··· TEKS BACAAN ···

Sajak Epidose Tulang dimanfaatkan EM Yogiswara sebagai ungkapan keindahan.
Penyair dapat menemukan kepuasan ide meskipun tidak diwujudkan dalam
simbol-simbol yang sebenarnya.
Proses
kreativitas cipta sajak yang dilakukan oleh EM Yogiswara, juga terlihat dari
pemilihan bahasa. Artinya penyair mempunyai latar belakang kebahasaan yang unik
untuk menulis sajak. EM Yogiswara dalam menorehkan bahasanya berbeda dengan
kumpulan-kumpulan puisi sebelumnya; Kau Lahir (1992), Soco (Benteng Budaya
Yogyakarta, 2001), dan Perempuanku (1992). EM Yogiswara dipandang mempunyai
kreativitas berbahasa. Bahasa yang dimunculkan penyair dalam himpunan sajak Galur
Tulang adalah bahasa sastra. Mengapa? Pertama sajak-sajak yang dihadirkan oleh
penyair dalam Galur Tulang mengalami deotomatisasi, karena ide, perasaan,
pesan, dan wahana kebahasaan yang ada diolah oleh penyair sehingga
pengujarannya tidak dapat berlangsung begitu saja. Semua sajak (ke empat belas
sajak) yang terhimpun dalam Galur Tulang bersifat polisemantsi dan
multifungsional. Selain bahasa yang dihadirkan juga dilandasi dengan sistem
bahasa natural dan sistem kode dalam konvensi sastra. Begitu juga dengan isi
sajaknya terlihat secara jelas ada unsur-unsur pemadatan struktur kebahasaan,
pengayaan makna, dan variasi pola struktur. Selain itu latar belakang
kebahasaan EM Yogiswara juga mengandung konotasi makna yang bersifat
individual.

···

TUGAS TERTULIS A: Tulis ulang paragraf teks tentang sajak EM Yogiswara yang dimulai dengan "Proses kreativitas cipta sajak" menjadi daftar poin yang lebih ringkas tanpa menghilangkan fakta utamanya.

··· DAFTAR ENTRI ···

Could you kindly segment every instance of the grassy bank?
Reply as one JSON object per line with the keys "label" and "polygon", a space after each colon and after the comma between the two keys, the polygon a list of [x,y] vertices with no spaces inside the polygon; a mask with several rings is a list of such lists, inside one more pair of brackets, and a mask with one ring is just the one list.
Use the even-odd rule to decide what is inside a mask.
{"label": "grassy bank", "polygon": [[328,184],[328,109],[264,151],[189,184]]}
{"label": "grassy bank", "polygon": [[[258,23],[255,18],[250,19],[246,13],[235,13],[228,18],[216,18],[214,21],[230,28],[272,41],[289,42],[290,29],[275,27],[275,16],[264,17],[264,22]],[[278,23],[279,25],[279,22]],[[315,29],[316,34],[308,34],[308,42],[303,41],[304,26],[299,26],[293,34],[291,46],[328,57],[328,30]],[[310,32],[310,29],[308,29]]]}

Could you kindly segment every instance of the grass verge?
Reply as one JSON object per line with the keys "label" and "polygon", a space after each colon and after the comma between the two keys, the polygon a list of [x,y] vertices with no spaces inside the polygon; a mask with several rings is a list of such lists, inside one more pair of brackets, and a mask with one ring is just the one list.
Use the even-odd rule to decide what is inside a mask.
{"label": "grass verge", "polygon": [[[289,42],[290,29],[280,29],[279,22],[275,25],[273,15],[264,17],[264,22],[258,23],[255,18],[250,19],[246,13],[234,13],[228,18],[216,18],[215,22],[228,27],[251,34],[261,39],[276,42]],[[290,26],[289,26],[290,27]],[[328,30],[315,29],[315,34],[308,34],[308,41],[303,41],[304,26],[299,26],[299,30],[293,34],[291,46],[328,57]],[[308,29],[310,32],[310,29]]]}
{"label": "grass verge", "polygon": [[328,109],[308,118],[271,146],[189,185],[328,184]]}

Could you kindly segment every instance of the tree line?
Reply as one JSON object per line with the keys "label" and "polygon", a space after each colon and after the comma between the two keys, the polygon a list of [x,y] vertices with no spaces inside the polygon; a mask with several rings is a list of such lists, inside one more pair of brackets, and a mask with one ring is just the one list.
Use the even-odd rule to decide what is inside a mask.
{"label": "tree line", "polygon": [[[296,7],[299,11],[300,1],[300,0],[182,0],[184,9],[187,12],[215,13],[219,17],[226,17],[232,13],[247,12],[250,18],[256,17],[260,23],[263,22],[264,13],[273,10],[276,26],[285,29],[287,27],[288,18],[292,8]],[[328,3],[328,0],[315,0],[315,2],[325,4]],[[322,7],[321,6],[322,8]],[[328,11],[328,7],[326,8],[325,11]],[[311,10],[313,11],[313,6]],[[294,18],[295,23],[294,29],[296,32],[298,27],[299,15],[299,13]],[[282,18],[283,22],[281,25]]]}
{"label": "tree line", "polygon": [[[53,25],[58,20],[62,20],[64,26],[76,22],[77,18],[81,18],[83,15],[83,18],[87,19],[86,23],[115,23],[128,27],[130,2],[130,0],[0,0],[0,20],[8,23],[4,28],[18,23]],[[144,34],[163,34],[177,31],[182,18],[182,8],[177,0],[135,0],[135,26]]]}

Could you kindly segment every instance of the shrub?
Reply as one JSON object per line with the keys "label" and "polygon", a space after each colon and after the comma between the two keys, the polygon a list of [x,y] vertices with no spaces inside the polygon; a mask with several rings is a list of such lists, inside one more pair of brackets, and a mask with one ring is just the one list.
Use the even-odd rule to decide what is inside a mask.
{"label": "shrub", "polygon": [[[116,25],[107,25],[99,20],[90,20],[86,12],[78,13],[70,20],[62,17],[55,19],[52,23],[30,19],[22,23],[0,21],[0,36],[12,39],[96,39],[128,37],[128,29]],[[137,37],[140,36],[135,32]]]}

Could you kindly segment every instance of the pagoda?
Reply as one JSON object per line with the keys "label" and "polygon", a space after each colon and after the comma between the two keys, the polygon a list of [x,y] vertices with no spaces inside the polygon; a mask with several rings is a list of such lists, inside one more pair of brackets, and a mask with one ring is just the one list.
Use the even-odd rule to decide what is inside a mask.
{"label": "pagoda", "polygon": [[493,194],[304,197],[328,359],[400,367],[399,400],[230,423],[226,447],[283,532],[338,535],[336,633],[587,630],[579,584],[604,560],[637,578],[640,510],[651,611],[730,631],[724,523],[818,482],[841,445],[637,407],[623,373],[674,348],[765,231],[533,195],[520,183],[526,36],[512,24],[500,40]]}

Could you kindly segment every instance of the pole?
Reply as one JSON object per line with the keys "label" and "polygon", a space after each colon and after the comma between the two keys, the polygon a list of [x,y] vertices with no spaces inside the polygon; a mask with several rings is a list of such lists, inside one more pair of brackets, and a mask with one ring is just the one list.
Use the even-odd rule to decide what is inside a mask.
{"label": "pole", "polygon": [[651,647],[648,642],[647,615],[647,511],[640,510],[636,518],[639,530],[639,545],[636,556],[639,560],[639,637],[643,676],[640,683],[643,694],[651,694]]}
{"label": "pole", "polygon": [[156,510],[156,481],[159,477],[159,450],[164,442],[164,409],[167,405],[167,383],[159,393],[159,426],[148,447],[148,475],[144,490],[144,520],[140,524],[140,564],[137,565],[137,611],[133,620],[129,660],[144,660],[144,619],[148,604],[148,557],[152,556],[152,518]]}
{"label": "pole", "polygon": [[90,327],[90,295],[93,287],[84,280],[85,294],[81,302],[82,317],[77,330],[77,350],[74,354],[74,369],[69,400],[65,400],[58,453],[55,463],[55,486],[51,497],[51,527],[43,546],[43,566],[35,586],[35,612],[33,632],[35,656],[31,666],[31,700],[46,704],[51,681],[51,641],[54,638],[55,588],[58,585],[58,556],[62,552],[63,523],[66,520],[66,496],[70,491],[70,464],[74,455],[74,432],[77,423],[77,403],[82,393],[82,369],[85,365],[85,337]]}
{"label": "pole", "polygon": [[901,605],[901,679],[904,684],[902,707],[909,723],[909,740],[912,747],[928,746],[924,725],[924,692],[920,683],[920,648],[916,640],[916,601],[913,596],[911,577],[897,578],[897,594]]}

···

TUGAS TERTULIS B: Hitung jumlah baris dalam entri yang memuat string "segment", dengan membedakan huruf besar dan huruf kecil. Jawab hanya dengan angkanya.

PENYELESAIAN LENGKAP A:
- Kreativitas cipta sajak EM Yogiswara tampak dari pemilihan bahasa, karena penyair memiliki latar belakang kebahasaan yang unik.
- Bahasanya berbeda dengan kumpulan puisi sebelumnya: Kau Lahir (1992), Soco (Benteng Budaya Yogyakarta, 2001), dan Perempuanku (1992).
- Bahasa dalam himpunan sajak Galur Tulang adalah bahasa sastra.
- Sajak-sajak Galur Tulang mengalami deotomatisasi. Ide, perasaan, pesan, dan wahana kebahasaannya diolah penyair sehingga pengujarannya tidak berlangsung begitu saja.
- Keempat belas sajak dalam Galur Tulang memiliki banyak makna dan bersifat multifungsional.
- Bahasanya dilandasi sistem bahasa natural dan sistem kode dalam konvensi sastra.
- Isi sajaknya jelas memuat pemadatan struktur kebahasaan, pengayaan makna, dan variasi pola struktur.
- Latar belakang kebahasaan penyair mengandung konotasi makna yang bersifat individual.

PENYELESAIAN LENGKAP B: 6